*** Opening Source document ***

A total of 14 operations were performed on these seven patients for the resection of either primary or residual or recurrent intracranial SFT/HPC. Six patients (85.71%) underwent partial tumor resection in the initial surgery and only 1 patient (14.29%) (case 7) underwent gross total tumor resection in the first operation without complication; the detail of this patient had been reported previously.[12] The recorded estimate blood loss in the first tumor resection surgery ranged from 300 ml to 3000 ml and the mean estimate blood loss was about 1543 ml. One patient (Case 2) performed preoperative embolization before the first tumor resection surgery, but the recorded estimate blood loss in the first tumor resection operation was 3000 ml. Five patients (71.43%) underwent postoperative adjuvant radiotherapy. One patient (case 6) refused further postoperative adjuvant radiotherapy after the initial partial tumor resection. One patient (case 1) suspended the postoperative adjuvant radiotherapy because the follow-up imaging showed no obvious recurrence after two tumor resection procedures [Table 1].

*** Closing Source document ***
*** Opening Data to examine ***

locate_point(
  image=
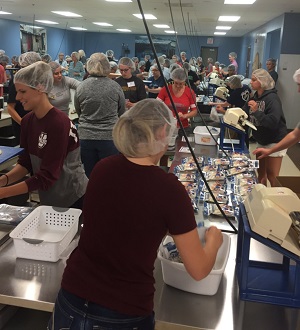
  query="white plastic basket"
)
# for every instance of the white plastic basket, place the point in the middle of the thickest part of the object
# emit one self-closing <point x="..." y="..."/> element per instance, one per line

*** Closing Data to examine ***

According to the passage on intracranial SFT/HPC surgery, what was the mean estimated blood loss in the first tumor resection surgery?

## Completed task
About 1543 ml.